— DIRECTIONS FOR THIS TASK —
Reproduce the entire listing below word for word, leaving out the pictures.

Stored items:
=-=-=
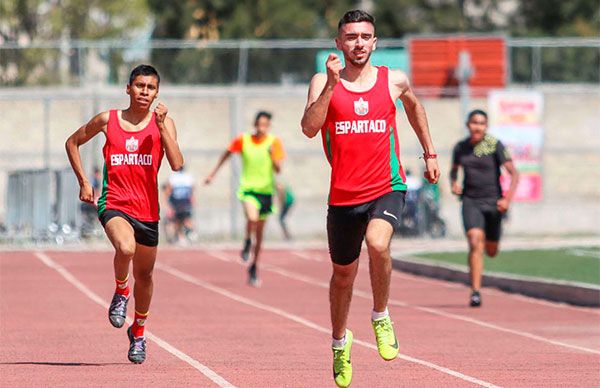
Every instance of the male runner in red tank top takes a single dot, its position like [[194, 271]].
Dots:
[[136, 140], [354, 108]]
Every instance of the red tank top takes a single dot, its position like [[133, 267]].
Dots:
[[361, 143], [131, 163]]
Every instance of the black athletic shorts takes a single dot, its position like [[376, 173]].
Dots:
[[264, 202], [482, 213], [347, 225], [145, 233], [183, 209]]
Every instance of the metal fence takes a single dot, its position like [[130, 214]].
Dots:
[[208, 118], [192, 62], [40, 206]]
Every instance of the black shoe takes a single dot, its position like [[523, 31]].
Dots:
[[252, 276], [245, 253], [475, 300], [137, 348], [118, 310]]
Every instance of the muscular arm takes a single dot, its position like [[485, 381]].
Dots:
[[400, 88], [81, 136], [168, 137], [319, 96]]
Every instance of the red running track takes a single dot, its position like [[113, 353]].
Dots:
[[208, 328]]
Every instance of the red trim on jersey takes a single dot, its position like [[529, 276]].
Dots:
[[132, 161], [357, 139]]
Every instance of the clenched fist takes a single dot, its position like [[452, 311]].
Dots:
[[334, 67], [161, 113]]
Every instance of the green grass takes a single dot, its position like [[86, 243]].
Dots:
[[571, 264]]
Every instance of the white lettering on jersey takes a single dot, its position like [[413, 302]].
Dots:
[[360, 126], [131, 160]]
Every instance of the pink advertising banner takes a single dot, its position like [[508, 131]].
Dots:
[[516, 119]]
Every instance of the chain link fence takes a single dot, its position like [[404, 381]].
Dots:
[[208, 118], [81, 63]]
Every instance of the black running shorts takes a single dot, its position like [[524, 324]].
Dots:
[[347, 225], [482, 213], [145, 233]]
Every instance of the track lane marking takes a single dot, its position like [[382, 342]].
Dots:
[[305, 322], [69, 277], [446, 284], [367, 295]]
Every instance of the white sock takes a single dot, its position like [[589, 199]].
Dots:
[[376, 316], [338, 344]]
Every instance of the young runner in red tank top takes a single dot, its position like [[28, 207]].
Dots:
[[353, 107], [136, 140]]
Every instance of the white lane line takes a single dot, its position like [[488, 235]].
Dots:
[[305, 322], [446, 284], [206, 371], [367, 295], [595, 254]]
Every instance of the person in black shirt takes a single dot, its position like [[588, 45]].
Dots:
[[483, 205]]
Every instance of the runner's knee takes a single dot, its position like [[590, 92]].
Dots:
[[378, 247], [491, 248], [343, 275], [125, 248], [143, 276]]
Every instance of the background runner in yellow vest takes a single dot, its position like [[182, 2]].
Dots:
[[262, 154]]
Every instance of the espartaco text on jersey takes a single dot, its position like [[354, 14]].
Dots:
[[131, 159], [360, 126]]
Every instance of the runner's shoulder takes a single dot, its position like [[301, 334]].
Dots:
[[318, 79], [100, 121], [397, 76]]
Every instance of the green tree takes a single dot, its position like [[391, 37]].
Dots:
[[44, 20], [251, 19]]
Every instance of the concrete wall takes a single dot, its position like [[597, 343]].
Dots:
[[207, 118]]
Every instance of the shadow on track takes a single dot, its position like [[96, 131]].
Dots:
[[48, 363]]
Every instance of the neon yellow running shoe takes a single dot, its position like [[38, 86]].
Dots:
[[342, 368], [387, 343]]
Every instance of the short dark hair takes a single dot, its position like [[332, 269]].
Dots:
[[476, 112], [143, 70], [355, 16], [262, 113]]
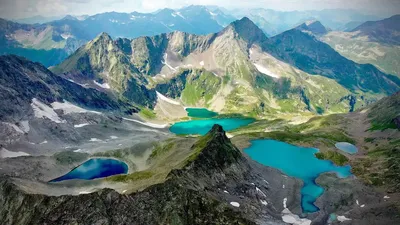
=-=-=
— WRITTEN ANSWER —
Every instance of the male runner in red tank top takes a single dot, its position like [[194, 271]].
Dots:
[[136, 140], [354, 108]]
Every instance of the red tank top takes a single dot, its position like [[133, 267]].
Dots:
[[361, 143], [131, 163]]
Every instance of the black athletic shorts takes a single dot, its position like [[376, 173]].
Dots:
[[264, 202], [482, 213], [347, 225], [145, 233], [183, 209]]
Every instance of the metal fence takes a single dot, its position like [[130, 214]].
Dots:
[[208, 118], [192, 62], [40, 206]]
Every instance of the black shoe takes a single dot, its position like [[523, 31]].
Dots:
[[252, 276], [245, 253], [475, 300], [137, 348], [118, 310]]
Every instance of the muscular arm takes a single dot, its position like [[485, 381]].
Dots:
[[400, 88], [81, 136], [168, 137], [319, 96]]
Every instance of the red running track takes a single dot, its position like [[113, 353]].
Dots:
[[208, 328]]
Every instance of the red trim on jersey takes a single dot, its position like [[529, 276]].
Dots:
[[132, 161], [357, 139]]
Every instance of the clenched fist takes a single dot, its position like [[452, 311]].
Dots:
[[334, 67], [161, 113]]
Every instance of the green grass takes a single dot, its position like [[86, 243]].
Dots:
[[571, 264]]
Every instance of the white lettering on jersey takes a single dot, its position like [[413, 302]].
Dots:
[[360, 126], [131, 160]]
Every instance of the pink advertising banner takes a single dot, its position like [[508, 131]].
Dots:
[[516, 119]]
Every instance of the chain link fence takes a single dot, its position like [[404, 381]].
Dots:
[[208, 118], [81, 63]]
Every instance of the black running shorts takes a single dot, its position like [[524, 324]].
Dots:
[[347, 225], [482, 213], [145, 233]]
Every instance of the track lane marking takes a single dot, its position like [[382, 342]].
Dots:
[[305, 322], [69, 277], [446, 284], [367, 295]]
Every instance of the white sock takes a single dot, its position like [[589, 199]].
Dots:
[[376, 316], [338, 344]]
Every instance of the young runner in red tank top takes a single dot, its position like [[28, 207]].
Dots:
[[353, 107], [136, 140]]
Every instance of the white lane line takes a single dot, its position like [[488, 235]].
Dots:
[[305, 322], [446, 284], [206, 371], [367, 295], [595, 254]]
Every instance of the person in black shirt takes a single dot, its position like [[588, 45]].
Dots:
[[483, 205]]
Every instance of the runner's knee takes a single dot, its position like [[590, 92]].
Dots:
[[378, 247], [491, 248], [343, 275], [125, 248], [143, 276]]
Every instance of the background runner in yellow vest takes a single dot, its position like [[182, 2]].
Dots:
[[262, 154]]
Every instance of the espartaco text on jersey takes a single dot, its position like [[354, 14]].
Dots:
[[131, 159], [360, 126]]
Every instance of the runner's shoulder takes a single dot, its position like [[301, 334]].
Dots:
[[318, 79], [100, 121], [397, 76]]
Every instance of the green tree takes a single dot, its position like [[391, 37]].
Dots:
[[44, 20], [251, 19]]
Every instance of the concrete wall takes a single dot, its position like [[597, 343]].
Dots:
[[207, 118]]
Every instance of the shadow on track takes a single dot, its position like [[96, 131]].
Dots:
[[48, 363]]
Every instance of the neon yellow running shoe takes a single dot, its position like [[38, 86]].
Dots:
[[342, 368], [387, 343]]
Every instance of the short dark hair takes a single dot, its position like [[332, 269]].
Dots:
[[476, 112], [143, 70], [355, 16], [262, 113]]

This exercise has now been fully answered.